── Supplied information

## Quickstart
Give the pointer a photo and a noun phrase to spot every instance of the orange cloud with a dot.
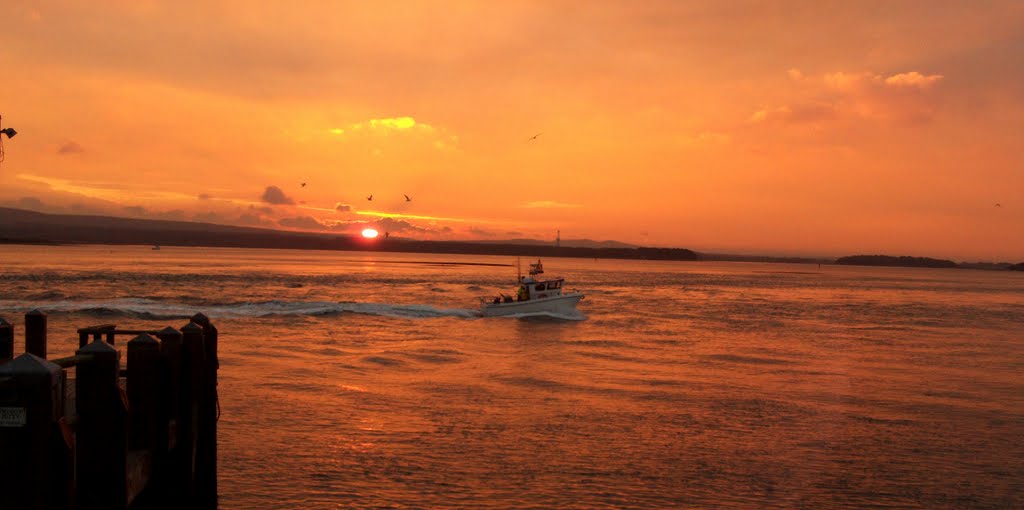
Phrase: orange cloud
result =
(912, 79)
(903, 96)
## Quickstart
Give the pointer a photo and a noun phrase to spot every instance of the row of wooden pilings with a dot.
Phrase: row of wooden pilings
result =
(143, 436)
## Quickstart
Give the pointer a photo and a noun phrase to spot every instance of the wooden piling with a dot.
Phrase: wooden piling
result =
(101, 438)
(35, 333)
(194, 375)
(34, 467)
(156, 441)
(143, 392)
(206, 462)
(6, 340)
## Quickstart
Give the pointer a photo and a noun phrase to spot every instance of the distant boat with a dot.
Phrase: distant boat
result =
(534, 296)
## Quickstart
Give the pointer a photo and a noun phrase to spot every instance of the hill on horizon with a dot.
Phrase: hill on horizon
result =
(18, 225)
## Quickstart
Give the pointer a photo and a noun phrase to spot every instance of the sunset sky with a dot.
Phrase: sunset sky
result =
(816, 128)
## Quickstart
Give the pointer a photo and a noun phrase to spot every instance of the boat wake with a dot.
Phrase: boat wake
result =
(154, 310)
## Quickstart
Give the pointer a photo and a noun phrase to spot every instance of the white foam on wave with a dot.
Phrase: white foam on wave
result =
(578, 315)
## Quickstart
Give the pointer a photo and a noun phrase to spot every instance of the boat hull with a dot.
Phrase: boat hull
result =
(563, 304)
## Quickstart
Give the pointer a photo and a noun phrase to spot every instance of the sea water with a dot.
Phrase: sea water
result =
(370, 380)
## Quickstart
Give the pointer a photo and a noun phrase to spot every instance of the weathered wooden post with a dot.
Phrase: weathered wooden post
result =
(168, 441)
(35, 333)
(101, 440)
(6, 340)
(33, 470)
(193, 374)
(206, 463)
(143, 392)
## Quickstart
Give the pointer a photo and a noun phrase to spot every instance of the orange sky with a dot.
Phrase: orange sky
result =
(818, 128)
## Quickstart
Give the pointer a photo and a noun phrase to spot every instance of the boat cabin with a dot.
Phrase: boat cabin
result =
(532, 289)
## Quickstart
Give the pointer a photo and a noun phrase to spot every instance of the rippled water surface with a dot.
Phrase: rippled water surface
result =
(369, 380)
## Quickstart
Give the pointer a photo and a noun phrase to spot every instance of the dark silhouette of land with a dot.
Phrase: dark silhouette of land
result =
(20, 226)
(32, 227)
(895, 261)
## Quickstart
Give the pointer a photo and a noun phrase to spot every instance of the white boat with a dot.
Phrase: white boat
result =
(534, 296)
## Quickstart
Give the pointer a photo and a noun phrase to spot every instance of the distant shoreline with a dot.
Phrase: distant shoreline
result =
(28, 227)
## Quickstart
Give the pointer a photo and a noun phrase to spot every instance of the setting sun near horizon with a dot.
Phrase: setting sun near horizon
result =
(801, 128)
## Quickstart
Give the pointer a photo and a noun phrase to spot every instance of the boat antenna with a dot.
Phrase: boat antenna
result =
(8, 132)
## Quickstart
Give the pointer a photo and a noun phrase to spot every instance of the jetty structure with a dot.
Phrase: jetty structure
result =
(102, 430)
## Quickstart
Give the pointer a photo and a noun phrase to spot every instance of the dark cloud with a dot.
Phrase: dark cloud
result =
(306, 222)
(398, 225)
(70, 147)
(175, 214)
(253, 220)
(31, 203)
(262, 209)
(273, 195)
(209, 217)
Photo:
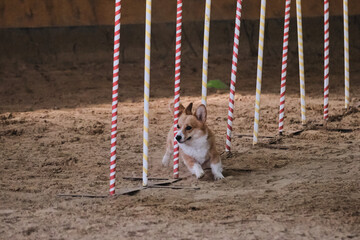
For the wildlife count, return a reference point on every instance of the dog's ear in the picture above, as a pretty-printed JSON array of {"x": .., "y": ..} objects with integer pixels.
[
  {"x": 201, "y": 113},
  {"x": 188, "y": 110},
  {"x": 181, "y": 108}
]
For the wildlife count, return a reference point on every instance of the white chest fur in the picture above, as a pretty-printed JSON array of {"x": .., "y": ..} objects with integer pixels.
[{"x": 197, "y": 148}]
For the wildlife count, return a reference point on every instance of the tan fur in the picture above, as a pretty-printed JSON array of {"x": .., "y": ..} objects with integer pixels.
[{"x": 199, "y": 129}]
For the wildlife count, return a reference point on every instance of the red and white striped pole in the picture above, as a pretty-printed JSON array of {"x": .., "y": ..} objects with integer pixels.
[
  {"x": 177, "y": 84},
  {"x": 284, "y": 65},
  {"x": 233, "y": 75},
  {"x": 115, "y": 96},
  {"x": 326, "y": 60}
]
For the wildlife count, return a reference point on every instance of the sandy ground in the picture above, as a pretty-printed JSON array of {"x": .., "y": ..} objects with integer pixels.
[{"x": 55, "y": 139}]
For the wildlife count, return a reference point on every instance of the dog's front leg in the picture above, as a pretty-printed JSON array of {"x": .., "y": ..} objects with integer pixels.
[
  {"x": 193, "y": 166},
  {"x": 216, "y": 166}
]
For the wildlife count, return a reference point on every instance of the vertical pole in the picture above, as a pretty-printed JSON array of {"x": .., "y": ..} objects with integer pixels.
[
  {"x": 233, "y": 74},
  {"x": 115, "y": 96},
  {"x": 326, "y": 60},
  {"x": 177, "y": 84},
  {"x": 301, "y": 61},
  {"x": 146, "y": 93},
  {"x": 206, "y": 51},
  {"x": 346, "y": 54},
  {"x": 284, "y": 65},
  {"x": 259, "y": 71}
]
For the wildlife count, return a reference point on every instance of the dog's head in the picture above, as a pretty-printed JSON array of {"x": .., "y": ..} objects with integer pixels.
[{"x": 191, "y": 125}]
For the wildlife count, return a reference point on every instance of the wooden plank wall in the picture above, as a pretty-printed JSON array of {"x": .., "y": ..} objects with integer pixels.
[{"x": 55, "y": 13}]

────

• _Your assignment_: All lines in the records with the string "foam" should be copied out.

• _Your solution_:
Give the pointer a photo and a noun phrase to spot every instance of the white foam on wave with a dot.
Phrase: white foam on wave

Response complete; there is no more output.